WORK REQUIRED
Please copy the cricket text from "The 21-year-old athletic" to "to senior-level cricket.", renaming "Ireland" to "Scotland" throughout.

BEGIN TEXT UNDER STUDY

Little made his T20I debut against Hong Kong in September and, on a day when more senior pacers took some tap from the visiting line-up, the young bowler had a respectable economy rate of 6.25 despite going wicketless in his four overs to finish with 0 for 25. He's still developing and might continue to add more pace, making him a tantalising prospect.
The 21-year-old athletic talent is returning to the country where he captained Namibia at the 2014 Under-19 World Cup. He has been groomed for a future leadership role since his men's national team debut at age 16 against Ireland in 2011 but it has taken him some time to adjust to senior-level cricket.
He took a major step forward, though, against KwaZulu-Natal Inland in November, striking a career-best 192 in South Africa's first-class provincial competition. When he is flowing, Erasmus can play some silky strokes. He has yet to truly fire in T20 cricket, but it is only a matter of time before he translates the promise he showed at junior level into some big scores.

END TEXT UNDER STUDY
BEGIN STUDY MATERIAL

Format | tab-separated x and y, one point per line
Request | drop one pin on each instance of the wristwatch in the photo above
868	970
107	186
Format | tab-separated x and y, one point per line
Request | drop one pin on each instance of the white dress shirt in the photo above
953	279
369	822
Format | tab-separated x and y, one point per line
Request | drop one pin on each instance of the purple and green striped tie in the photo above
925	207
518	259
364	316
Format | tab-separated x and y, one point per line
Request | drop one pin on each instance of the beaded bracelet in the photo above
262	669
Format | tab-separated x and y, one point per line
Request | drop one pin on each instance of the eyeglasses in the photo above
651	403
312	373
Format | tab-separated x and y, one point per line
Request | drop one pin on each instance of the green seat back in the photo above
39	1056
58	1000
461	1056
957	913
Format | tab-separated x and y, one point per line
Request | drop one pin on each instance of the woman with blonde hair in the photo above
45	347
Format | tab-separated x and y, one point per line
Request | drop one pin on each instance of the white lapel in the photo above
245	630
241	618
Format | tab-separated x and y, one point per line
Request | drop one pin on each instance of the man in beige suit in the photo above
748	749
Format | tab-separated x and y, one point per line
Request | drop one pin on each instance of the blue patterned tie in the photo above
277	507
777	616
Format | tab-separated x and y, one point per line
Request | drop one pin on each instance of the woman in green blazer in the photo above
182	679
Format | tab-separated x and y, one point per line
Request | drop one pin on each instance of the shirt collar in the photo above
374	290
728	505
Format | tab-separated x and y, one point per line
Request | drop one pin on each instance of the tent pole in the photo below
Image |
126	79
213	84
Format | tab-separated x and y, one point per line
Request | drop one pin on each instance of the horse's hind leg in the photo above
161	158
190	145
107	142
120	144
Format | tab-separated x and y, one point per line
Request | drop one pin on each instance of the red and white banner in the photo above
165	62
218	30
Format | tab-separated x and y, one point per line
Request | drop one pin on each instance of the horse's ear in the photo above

END STUDY MATERIAL

RESPONSE TO THE EXERCISE
The 21-year-old athletic talent is returning to the country where he captained Namibia at the 2014 Under-19 World Cup. He has been groomed for a future leadership role since his men's national team debut at age 16 against Scotland in 2011 but it has taken him some time to adjust to senior-level cricket.